Recorded data:
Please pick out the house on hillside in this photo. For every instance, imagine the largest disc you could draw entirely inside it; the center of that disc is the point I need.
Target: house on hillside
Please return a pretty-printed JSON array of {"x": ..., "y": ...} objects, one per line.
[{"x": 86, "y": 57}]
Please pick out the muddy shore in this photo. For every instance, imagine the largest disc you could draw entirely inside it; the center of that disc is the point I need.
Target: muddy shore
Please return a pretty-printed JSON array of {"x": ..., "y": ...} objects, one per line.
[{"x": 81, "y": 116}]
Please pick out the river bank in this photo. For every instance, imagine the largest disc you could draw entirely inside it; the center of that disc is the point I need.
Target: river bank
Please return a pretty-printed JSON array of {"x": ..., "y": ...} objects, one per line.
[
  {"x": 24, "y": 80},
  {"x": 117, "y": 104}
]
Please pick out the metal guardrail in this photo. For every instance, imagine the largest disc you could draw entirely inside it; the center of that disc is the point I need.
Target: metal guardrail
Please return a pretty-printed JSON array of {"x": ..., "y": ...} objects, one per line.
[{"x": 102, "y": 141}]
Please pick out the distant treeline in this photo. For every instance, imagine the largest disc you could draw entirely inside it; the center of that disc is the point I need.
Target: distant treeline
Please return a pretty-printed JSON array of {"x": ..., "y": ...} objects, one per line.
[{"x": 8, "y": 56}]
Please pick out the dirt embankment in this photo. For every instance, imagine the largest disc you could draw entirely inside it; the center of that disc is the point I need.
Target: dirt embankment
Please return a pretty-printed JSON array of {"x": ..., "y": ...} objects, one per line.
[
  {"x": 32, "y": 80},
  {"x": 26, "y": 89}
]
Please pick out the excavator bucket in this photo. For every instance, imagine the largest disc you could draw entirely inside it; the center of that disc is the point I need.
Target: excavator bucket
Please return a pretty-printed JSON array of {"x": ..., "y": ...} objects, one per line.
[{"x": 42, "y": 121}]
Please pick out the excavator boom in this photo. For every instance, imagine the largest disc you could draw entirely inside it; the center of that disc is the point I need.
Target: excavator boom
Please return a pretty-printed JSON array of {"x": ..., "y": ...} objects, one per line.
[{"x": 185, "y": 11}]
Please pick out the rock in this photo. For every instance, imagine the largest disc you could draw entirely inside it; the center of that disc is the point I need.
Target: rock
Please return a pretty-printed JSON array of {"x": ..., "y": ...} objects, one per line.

_EXERCISE DETAILS_
Your task is to print all of the records exactly.

_RESULT_
Please pick out the house on hillside in this photo. For every instance, imagine the largest disc you could draw entirely inside it; the center of that disc is the point I need.
Target: house on hillside
Please return a pretty-printed JSON array of {"x": ..., "y": ...} objects, one per line.
[{"x": 86, "y": 57}]
Please pick out the muddy shore in this photo. For every instance, imagine the largest disc you could draw entirely inside it; the center of that disc is the point I need.
Target: muddy shore
Please return a pretty-printed JSON array of {"x": ..., "y": ...} objects, one per line.
[{"x": 81, "y": 116}]
Please pick out the river bank in this photo. For every instance, imagine the largest disc you could draw entirely inside it; the center of that disc is the point I need.
Target: river bank
Please return a pretty-printed JSON array of {"x": ..., "y": ...} objects, one per line.
[
  {"x": 24, "y": 80},
  {"x": 117, "y": 104}
]
Please pick out the metal guardrail in this photo. For every instance, imagine the largest disc you could draw entirely inside it; the center of that disc is the point I need.
Target: metal guardrail
Please return a pretty-printed JSON array of {"x": ..., "y": ...} objects, one per line.
[{"x": 102, "y": 141}]
Please pick out the distant treeline in this photo. For every instance, imagine the largest disc you could draw entirely inside it; the center of that disc is the point I need.
Target: distant treeline
Please return a pretty-printed JSON array of {"x": ..., "y": ...} objects, one per line.
[{"x": 8, "y": 56}]
Please pick out the dirt embankment in this photo. For every instance, imagine the largest disc you could draw entirely inside it; the center of that disc is the point I need.
Target: dirt embankment
Please return a pretty-printed JSON array of {"x": ..., "y": ...} objects, one per line.
[
  {"x": 32, "y": 80},
  {"x": 26, "y": 89}
]
Please pick out the excavator bucket in this photo. For every instance, imagine the largest disc you could draw entirely inside it; the center of that disc is the point I need.
Target: excavator bucket
Please return a pretty-printed JSON array of {"x": ..., "y": ...} objects, one per line.
[{"x": 42, "y": 121}]
Please pick out the excavator boom in this photo. For every instance, imagine the largest disc you could draw entirely inside it; the center of that disc is the point I need.
Target: excavator boom
Please return a pretty-printed JSON array of {"x": ..., "y": ...} objects, one per line.
[{"x": 185, "y": 11}]
Please pick out the rock in this photo. For every instance, imagine the largest disc you could draw entirely inside it; the center of that disc is the point I need.
Target: rock
Please return a pretty-printed JSON array of {"x": ..., "y": ...} objects, one per line.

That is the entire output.